TEXTO DEL DOCUMENTO:
════════════════════

I
Nací en Buenos Aires mientras Italia terminaba de ganarle la final del Mundial España 82 a Alemania Occidental. Los médicos de la clínica Bazterrica intentaron demorar el parto: querían ver el partido en paz. No los culpo, pero que el fútbol haya pospuesto mi llegada al mundo no fue un buen comienzo. Italia tenía un buen equipo y Paolo Rossi, un caballero del norte, tuvo mucho que ver con esa victoria. Mientras los médicos me mantenían al borde de la realidad, Rossi se convertía en el goleador del Mundial 82. Fueron las primeras instancias simultáneas de lo real. Lo trascendente y lo banal se desplegaban a lo largo de una frontera permeable.

════════════════════

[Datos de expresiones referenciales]
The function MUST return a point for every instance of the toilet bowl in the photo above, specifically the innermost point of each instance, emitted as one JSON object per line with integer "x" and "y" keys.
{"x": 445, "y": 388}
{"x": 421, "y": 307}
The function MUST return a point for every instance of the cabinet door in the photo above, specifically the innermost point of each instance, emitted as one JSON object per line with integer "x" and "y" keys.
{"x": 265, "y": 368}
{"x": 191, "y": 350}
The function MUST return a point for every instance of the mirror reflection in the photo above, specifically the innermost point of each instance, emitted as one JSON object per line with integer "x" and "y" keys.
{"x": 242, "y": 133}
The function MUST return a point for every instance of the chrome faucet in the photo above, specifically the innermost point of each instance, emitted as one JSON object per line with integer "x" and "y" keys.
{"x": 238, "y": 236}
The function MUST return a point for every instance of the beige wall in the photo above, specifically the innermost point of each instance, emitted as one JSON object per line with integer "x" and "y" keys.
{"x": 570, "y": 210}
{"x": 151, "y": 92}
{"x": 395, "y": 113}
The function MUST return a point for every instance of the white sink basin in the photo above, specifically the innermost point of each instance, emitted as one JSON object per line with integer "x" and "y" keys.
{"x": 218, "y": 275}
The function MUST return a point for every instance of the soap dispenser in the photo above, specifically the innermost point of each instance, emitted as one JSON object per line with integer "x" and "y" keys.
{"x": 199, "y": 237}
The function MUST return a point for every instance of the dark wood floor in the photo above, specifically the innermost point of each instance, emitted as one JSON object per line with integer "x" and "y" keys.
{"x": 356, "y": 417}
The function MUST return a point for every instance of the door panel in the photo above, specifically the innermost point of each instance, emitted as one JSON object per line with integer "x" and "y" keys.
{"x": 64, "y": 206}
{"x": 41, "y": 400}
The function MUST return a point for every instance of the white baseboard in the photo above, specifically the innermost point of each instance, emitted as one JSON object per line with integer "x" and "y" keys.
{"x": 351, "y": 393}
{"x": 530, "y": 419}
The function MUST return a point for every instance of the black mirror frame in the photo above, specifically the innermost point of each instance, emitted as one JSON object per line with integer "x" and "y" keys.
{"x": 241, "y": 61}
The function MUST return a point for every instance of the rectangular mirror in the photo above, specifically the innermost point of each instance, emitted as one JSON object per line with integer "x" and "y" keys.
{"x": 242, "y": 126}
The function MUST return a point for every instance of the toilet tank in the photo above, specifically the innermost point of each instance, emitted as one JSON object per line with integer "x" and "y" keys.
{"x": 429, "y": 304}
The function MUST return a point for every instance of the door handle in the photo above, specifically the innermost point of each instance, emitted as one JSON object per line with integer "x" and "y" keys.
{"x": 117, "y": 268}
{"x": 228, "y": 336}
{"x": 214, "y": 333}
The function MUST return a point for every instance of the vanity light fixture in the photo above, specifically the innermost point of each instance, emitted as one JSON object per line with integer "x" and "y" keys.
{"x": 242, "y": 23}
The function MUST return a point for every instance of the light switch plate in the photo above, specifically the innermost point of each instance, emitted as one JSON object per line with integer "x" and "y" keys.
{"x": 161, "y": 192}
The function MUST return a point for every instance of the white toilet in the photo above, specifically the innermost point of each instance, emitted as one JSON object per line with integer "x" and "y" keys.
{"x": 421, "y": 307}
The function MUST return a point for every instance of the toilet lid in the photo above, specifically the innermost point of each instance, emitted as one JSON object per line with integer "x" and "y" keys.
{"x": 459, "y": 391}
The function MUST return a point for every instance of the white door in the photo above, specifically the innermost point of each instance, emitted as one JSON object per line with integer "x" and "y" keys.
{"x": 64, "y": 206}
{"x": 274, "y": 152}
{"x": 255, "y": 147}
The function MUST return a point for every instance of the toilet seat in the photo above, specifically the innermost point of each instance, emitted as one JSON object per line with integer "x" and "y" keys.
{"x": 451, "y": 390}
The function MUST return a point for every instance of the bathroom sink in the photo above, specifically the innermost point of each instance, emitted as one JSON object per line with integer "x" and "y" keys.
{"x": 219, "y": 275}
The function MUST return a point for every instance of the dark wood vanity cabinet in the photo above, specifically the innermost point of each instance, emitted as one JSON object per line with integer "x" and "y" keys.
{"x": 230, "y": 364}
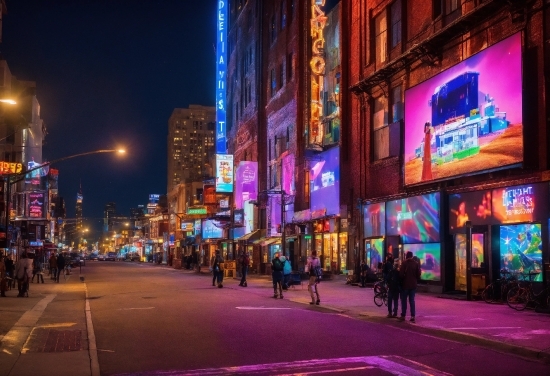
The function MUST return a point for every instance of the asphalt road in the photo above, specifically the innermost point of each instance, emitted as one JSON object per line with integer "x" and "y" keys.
{"x": 151, "y": 320}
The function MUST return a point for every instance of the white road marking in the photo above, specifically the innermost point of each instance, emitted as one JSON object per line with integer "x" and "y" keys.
{"x": 129, "y": 309}
{"x": 394, "y": 365}
{"x": 488, "y": 327}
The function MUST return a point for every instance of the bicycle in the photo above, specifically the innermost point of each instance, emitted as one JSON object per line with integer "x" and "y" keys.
{"x": 519, "y": 297}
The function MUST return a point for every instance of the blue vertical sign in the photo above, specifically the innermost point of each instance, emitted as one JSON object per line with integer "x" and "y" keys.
{"x": 221, "y": 72}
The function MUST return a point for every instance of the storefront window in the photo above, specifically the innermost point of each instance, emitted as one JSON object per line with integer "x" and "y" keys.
{"x": 343, "y": 254}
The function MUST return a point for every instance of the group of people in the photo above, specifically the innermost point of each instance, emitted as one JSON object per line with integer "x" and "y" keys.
{"x": 401, "y": 281}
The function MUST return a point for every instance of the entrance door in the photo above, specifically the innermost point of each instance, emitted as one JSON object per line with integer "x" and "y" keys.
{"x": 478, "y": 263}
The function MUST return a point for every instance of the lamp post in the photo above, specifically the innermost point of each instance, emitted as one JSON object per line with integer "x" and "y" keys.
{"x": 20, "y": 176}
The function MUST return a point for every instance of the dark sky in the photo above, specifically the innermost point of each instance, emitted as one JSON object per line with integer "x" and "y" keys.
{"x": 108, "y": 74}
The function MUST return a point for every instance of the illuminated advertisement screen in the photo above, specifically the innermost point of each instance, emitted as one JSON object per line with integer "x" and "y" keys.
{"x": 522, "y": 203}
{"x": 221, "y": 77}
{"x": 415, "y": 219}
{"x": 374, "y": 253}
{"x": 468, "y": 118}
{"x": 325, "y": 182}
{"x": 224, "y": 173}
{"x": 246, "y": 183}
{"x": 210, "y": 231}
{"x": 375, "y": 220}
{"x": 521, "y": 249}
{"x": 429, "y": 256}
{"x": 471, "y": 206}
{"x": 36, "y": 205}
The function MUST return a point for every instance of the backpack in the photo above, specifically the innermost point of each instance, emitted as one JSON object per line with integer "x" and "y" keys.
{"x": 278, "y": 265}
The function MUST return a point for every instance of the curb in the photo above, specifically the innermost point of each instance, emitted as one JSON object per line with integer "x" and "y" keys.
{"x": 464, "y": 338}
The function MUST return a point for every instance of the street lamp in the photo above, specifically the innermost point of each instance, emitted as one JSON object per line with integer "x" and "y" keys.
{"x": 20, "y": 176}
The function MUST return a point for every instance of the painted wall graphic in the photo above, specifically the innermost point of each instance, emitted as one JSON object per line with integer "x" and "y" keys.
{"x": 429, "y": 256}
{"x": 468, "y": 118}
{"x": 210, "y": 230}
{"x": 521, "y": 249}
{"x": 325, "y": 182}
{"x": 522, "y": 203}
{"x": 374, "y": 219}
{"x": 415, "y": 219}
{"x": 374, "y": 253}
{"x": 224, "y": 173}
{"x": 246, "y": 183}
{"x": 475, "y": 207}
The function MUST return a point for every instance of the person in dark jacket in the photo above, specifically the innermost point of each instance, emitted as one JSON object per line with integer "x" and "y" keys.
{"x": 409, "y": 274}
{"x": 394, "y": 287}
{"x": 60, "y": 266}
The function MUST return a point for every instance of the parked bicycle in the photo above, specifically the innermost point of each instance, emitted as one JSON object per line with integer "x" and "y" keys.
{"x": 520, "y": 297}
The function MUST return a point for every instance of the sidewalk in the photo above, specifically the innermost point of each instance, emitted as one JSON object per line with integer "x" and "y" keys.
{"x": 494, "y": 326}
{"x": 48, "y": 329}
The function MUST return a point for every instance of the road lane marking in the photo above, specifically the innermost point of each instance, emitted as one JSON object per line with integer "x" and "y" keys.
{"x": 392, "y": 364}
{"x": 262, "y": 308}
{"x": 129, "y": 309}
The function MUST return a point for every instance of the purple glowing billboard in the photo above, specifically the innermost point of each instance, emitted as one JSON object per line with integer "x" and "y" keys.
{"x": 468, "y": 118}
{"x": 374, "y": 220}
{"x": 415, "y": 219}
{"x": 246, "y": 183}
{"x": 210, "y": 230}
{"x": 325, "y": 183}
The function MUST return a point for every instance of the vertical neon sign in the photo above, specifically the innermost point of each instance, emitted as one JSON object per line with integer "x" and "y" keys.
{"x": 317, "y": 65}
{"x": 221, "y": 71}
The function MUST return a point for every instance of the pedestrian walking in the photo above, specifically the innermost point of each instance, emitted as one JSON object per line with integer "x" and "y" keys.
{"x": 37, "y": 270}
{"x": 409, "y": 274}
{"x": 23, "y": 273}
{"x": 363, "y": 270}
{"x": 217, "y": 268}
{"x": 394, "y": 290}
{"x": 60, "y": 266}
{"x": 3, "y": 275}
{"x": 245, "y": 263}
{"x": 277, "y": 267}
{"x": 287, "y": 270}
{"x": 53, "y": 266}
{"x": 313, "y": 262}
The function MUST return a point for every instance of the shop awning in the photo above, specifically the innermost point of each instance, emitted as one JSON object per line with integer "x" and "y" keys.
{"x": 251, "y": 236}
{"x": 266, "y": 241}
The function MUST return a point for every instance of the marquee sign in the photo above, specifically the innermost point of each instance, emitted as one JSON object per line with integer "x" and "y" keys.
{"x": 221, "y": 71}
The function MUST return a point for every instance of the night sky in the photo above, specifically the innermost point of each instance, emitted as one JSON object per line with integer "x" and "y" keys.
{"x": 108, "y": 74}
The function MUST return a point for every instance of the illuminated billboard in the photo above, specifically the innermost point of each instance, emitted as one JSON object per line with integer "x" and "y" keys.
{"x": 224, "y": 173}
{"x": 468, "y": 118}
{"x": 325, "y": 183}
{"x": 246, "y": 183}
{"x": 521, "y": 249}
{"x": 522, "y": 203}
{"x": 36, "y": 205}
{"x": 374, "y": 220}
{"x": 470, "y": 206}
{"x": 429, "y": 256}
{"x": 415, "y": 219}
{"x": 221, "y": 76}
{"x": 210, "y": 230}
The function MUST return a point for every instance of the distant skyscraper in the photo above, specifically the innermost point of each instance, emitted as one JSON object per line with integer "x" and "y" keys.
{"x": 78, "y": 211}
{"x": 109, "y": 214}
{"x": 190, "y": 144}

════════════════════

QUÉ HACER: Explica, según el texto del documento, por qué los médicos de la clínica Bazterrica intentaron demorar el parto.

SOLUCIÓN DEL EJERCICIO: Intentaron demorarlo porque querían ver en paz el partido: la final del Mundial España 82 que Italia le estaba ganando a Alemania Occidental.